──────── Exercise materials ────────

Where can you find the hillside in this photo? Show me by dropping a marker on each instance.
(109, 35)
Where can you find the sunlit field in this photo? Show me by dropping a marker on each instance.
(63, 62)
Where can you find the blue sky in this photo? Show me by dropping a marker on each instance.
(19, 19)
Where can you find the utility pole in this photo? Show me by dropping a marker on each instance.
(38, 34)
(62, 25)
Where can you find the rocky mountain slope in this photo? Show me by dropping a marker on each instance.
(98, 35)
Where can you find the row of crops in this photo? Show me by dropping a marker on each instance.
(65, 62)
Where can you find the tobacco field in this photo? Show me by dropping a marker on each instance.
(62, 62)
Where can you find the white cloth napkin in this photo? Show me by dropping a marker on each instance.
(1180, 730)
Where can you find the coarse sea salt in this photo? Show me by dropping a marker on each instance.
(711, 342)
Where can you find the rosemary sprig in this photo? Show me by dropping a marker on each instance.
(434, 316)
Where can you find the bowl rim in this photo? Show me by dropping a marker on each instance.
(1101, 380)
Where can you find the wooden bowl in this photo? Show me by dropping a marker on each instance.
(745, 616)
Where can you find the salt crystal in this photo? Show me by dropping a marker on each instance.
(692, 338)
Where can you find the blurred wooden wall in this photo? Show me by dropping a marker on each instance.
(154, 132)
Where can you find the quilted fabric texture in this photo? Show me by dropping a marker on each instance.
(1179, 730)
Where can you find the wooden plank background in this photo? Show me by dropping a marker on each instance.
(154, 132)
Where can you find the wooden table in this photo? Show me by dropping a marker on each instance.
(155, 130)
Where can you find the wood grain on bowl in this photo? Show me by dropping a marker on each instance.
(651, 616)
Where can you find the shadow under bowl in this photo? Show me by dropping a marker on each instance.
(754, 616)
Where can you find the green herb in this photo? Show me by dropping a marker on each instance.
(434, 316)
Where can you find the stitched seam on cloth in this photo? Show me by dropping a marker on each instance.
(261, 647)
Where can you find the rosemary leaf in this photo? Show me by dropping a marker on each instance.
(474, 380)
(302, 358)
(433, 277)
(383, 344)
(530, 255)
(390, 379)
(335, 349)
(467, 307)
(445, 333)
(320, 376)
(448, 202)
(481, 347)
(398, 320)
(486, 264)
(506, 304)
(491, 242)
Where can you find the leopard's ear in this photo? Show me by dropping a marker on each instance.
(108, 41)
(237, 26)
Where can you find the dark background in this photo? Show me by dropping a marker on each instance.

────────

Exercise :: Output all records exactly, with nothing added or dropped.

Result below ::
Where can you find the hillside in this photo? Show me by dropping a marker on each instance.
(109, 35)
Where can you find the sunlit field in this photo? Show me by dropping a marker on each instance.
(63, 62)
Where can you find the blue sky in this photo? Show me by dropping a marker on each instance.
(19, 19)
Where can you find the utility pole in this photo? Show me by dropping a marker on each instance.
(38, 34)
(62, 25)
Where can you find the rocky mountain slope in this photo? Show me by dropping a marker on each instance.
(98, 35)
Where can you find the row of crops in this photo? Show me by dropping a marker on each instance.
(65, 62)
Where can you find the tobacco field in this photo? Show me by dropping a marker on each instance.
(62, 62)
Where can you find the white cloth napkin in this photo? Show me by dropping a marker on each instance.
(1180, 730)
Where can you find the coarse sea salt in this photo? Show me by dropping a marker on each instance.
(711, 342)
Where can you find the rosemary sprig in this photo? Show me by dropping a marker on each instance.
(434, 316)
Where can you find the bowl rim in this photo? Show me by dropping a marker on each instance.
(1101, 380)
Where can you find the wooden bowl in this photo? Show me by dropping a marker on each instance.
(745, 616)
Where can you find the salt crystal in this photo? Show me by dropping a marker on each instance.
(692, 338)
Where can you find the blurred wooden wall in this photo? Show me by dropping a marker on each instance.
(154, 132)
Where can you find the quilted fabric texture in this photo? Show me by dropping a marker on each instance.
(1179, 730)
Where can you find the wooden plank background in this photo? Show me by dropping a marker on each instance.
(154, 132)
Where can you find the wooden table in this photo? Show me by dropping a marker on each instance.
(155, 130)
Where can you find the wood grain on bowl in this photo? Show me by dropping a marker on each instance.
(651, 616)
Where can you find the shadow under bowl in this photo? Show me by dropping a marker on each instance.
(754, 616)
Where can you find the green herb in this photo? Show me by dropping a marker on each instance.
(434, 316)
Where can you find the stitched seam on cloth in this photo? Show me by dropping a marker on each instance.
(261, 647)
Where can you find the rosemary leaf in this photo? Show me by dropping a marker on each instance.
(474, 380)
(302, 358)
(433, 277)
(383, 344)
(530, 255)
(390, 379)
(335, 349)
(467, 307)
(445, 333)
(320, 376)
(448, 202)
(481, 347)
(398, 320)
(486, 264)
(506, 304)
(491, 242)
Where can you find the leopard's ear in this photo? Show me by dropping a marker on each instance.
(108, 41)
(237, 26)
Where can you find the dark background in this photo? Show me by dropping a marker on each instance.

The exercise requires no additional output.